Exercise: Copy out the rows below with every "rough mask" changed to "coarse mask" and nothing else altered, leaving out the pictures.
#### Records for processing
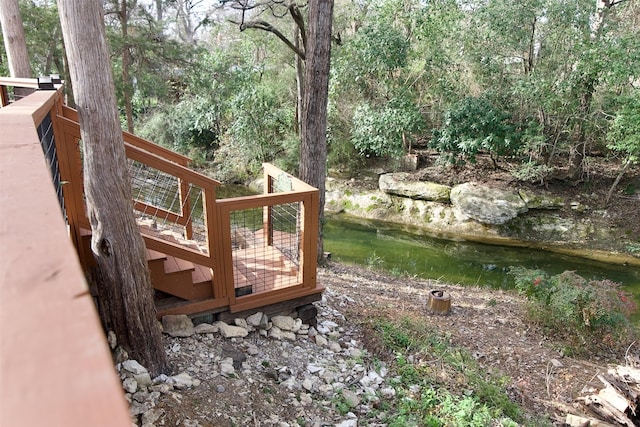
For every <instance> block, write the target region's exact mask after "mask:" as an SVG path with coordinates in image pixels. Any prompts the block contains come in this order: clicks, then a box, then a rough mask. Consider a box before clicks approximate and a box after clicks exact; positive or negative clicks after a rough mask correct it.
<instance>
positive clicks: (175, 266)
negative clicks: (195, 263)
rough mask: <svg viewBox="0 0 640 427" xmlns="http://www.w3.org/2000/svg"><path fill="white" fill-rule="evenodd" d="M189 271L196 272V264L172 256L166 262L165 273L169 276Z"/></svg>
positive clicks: (164, 270) (165, 265) (165, 263)
mask: <svg viewBox="0 0 640 427" xmlns="http://www.w3.org/2000/svg"><path fill="white" fill-rule="evenodd" d="M189 270H195V266H194V264H193V263H191V262H189V261H185V260H183V259H180V258H176V257H172V256H167V259H166V260H165V261H164V271H165V273H167V274H171V273H177V272H181V271H189Z"/></svg>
########
Task solution:
For every <instance> block, write the target region's exact mask after "mask:" as an SVG path with coordinates in image pixels. Any prompts the block contains come in this order: clicks, then a box, then a coarse mask. Consider a box before clicks approximate and a box after clicks exact; positive or negative clicks after a coarse mask correct it.
<instance>
positive clicks: (175, 266)
negative clicks: (195, 263)
coarse mask: <svg viewBox="0 0 640 427" xmlns="http://www.w3.org/2000/svg"><path fill="white" fill-rule="evenodd" d="M189 271L196 272V264L172 256L166 262L165 273L169 276Z"/></svg>
positive clicks: (164, 270) (165, 265) (165, 263)
mask: <svg viewBox="0 0 640 427" xmlns="http://www.w3.org/2000/svg"><path fill="white" fill-rule="evenodd" d="M189 270H195V266H194V264H193V263H191V262H189V261H185V260H183V259H180V258H176V257H172V256H167V259H166V260H165V261H164V271H165V273H167V274H171V273H177V272H181V271H189Z"/></svg>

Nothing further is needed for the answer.